◆ **PROBLEM DESCRIPTION**: List every person named in the nekropolis survey text below.

◆ **SOURCE DOCUMENT**:
---------------

Option 1 was discarded as potentially inefficient, though high-end (and expensive) GPS-based technology might have made such an approach feasible. Option 2, while also time-consuming, was thought to be a more objective alternative, avoiding pre-existing biases, especially those attached to the identification of mounds and estimation of their size.

Mapping of Apollonia's nekropolis was necessary and desirable for two primary reasons:

1) The nekropolis is a very significant archaeological monument that currently suffers various threats (e.g., from looting, erosion as a result of army trenching, etc.) and requires conservation and protection. An accurate map is a necessary first step in constructing a management plan and the solicitation of outside funding in support of the implementation of such a plan;


2) Plotting accurate locations of tumuli might eventually allow, in conjunction with controlled surface collection of individual mounds, social and temporal structure (e.g., lineage groupings, socioeconomic variation, growth and development through time) to be inferred from the overall organization of the burial monuments themselves.

NEKROPOLEIS. The cartographic methods described above were tested in 1999 in the so-called "Archaic" nekropolis (surveyed in 1998 as Tract B057). This well-preserved, very distinct tumulus field stands apart from the main nekropolis (ca. one kilometer distant), along the road from Kryegjata to Radostina. It is triangular, approximately 350 meters long and 120 meters wide; we blanketed it with 3049 separate topo points (see Figure 2). Subsequently, ground-truthing by Prof. Muzafer Korkuti identified twenty-one definite and two possible tumuli, all of which could be easily identified with previously mapped topographical features. Four mounds have had pillboxes sunk into them and one mound has been completely destroyed, probably by looters. Tract B057 would also serve as an ideal location for more intensive site-surface collection of individual tumuli and associated robbed graves, eventually allowing the origin and evolution of this portion of the nekropolis to be more accurately dated and understood.

Parts of the main nekropolis were also surveyed, from the end of the ridge nearest Apollonia to electric wires running nearly perpendicular to the ridge (at the eastern edge of Tract B001), a distance of ca. 250 meters (see Figure 3). To date, 1861 topo points have been recorded, covering over one quarter of the total area of the main nekropolis. As with Tract B057, the method has allowed us to define mounds and mound-like features; none of these has yet been ground-checked. Next year, survey will continue in the main nekropolis, eventually moving north across a creek and valley-bottom where we will map a tumulus field that is situated behind the defunct army complex in Kryegjata. It is also hoped that Jan Driessen of the University of Leuven will join the project next year to take low altitude kite photographs of the entire cemetery.

Figure 2. Map of Tract B057, the "Archaic" necropolis, showing area electronically surveyed.

Figure 3. Map of electronically surveyed portions of the main necropolis.

KRYEGJATA B. The Total Station was also employed at the Kryegjata B site (S003) to construct a topographic map and to aid in surface collection of artifacts. The site is situated at the top of a low hill, called Kodra Kutë s and has been bisected by a field road (see Figure 4). According to Dr. Michael Timpson, the field road has cut through a brown A-horizon and through as much as a meter of the B-horizon, a reddish-yellow sandy loam ("Red Bed") that overlies a conglomerate bedrock; the latter is tentatively dated on the basis of its soil development to between 80,000 and 30,000 BP. It is this B-horizon and perhaps the lower portion of the A-horizon that likely contains cultural deposits.

---------------

◆ **RECORDED INFORMATION**:

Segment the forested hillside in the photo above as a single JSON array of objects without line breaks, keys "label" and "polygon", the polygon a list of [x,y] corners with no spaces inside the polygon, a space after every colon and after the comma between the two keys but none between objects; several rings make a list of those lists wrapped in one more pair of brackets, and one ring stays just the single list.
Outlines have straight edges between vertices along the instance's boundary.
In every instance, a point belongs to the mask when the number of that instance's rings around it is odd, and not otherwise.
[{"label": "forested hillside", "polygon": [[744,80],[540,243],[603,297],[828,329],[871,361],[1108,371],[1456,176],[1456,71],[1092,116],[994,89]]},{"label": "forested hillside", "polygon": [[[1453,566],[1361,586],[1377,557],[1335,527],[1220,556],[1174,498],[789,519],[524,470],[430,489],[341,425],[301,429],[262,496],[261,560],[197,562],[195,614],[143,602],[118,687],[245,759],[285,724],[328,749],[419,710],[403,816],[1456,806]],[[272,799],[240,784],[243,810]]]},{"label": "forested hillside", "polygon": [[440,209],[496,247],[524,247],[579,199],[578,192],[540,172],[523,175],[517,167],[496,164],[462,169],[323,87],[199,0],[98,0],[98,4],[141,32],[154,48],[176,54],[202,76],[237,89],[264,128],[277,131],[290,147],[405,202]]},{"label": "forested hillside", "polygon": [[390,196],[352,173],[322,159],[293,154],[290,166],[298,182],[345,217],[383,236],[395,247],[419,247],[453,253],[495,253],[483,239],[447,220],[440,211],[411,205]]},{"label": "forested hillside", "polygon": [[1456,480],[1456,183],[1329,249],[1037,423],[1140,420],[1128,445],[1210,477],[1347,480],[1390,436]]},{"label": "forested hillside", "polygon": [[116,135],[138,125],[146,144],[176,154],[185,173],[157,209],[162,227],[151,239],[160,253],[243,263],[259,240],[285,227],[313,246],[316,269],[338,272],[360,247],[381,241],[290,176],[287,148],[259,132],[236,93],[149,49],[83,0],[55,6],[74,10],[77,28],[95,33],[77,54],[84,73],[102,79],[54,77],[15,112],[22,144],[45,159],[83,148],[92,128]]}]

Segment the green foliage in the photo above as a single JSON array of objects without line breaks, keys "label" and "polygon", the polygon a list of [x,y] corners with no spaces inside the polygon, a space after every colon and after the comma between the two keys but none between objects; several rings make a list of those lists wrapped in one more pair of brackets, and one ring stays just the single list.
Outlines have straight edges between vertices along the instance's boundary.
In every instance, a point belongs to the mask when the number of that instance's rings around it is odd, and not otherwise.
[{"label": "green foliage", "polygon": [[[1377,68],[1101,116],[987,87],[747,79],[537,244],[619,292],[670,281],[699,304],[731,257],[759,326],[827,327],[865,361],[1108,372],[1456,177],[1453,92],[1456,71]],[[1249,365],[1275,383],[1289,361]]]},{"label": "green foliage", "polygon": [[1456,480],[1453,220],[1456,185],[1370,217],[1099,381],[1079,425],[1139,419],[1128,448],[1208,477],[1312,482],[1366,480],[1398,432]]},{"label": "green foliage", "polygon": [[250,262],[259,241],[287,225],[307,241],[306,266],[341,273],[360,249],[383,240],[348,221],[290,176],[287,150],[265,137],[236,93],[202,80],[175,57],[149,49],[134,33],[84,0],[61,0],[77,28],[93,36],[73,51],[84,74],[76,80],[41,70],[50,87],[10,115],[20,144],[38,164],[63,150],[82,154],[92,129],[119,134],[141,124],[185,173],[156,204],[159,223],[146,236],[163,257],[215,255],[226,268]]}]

---------------

◆ **EXPECTED ANSWER**:
Prof. Muzafer Korkuti
Jan Driessen
Dr. Michael Timpson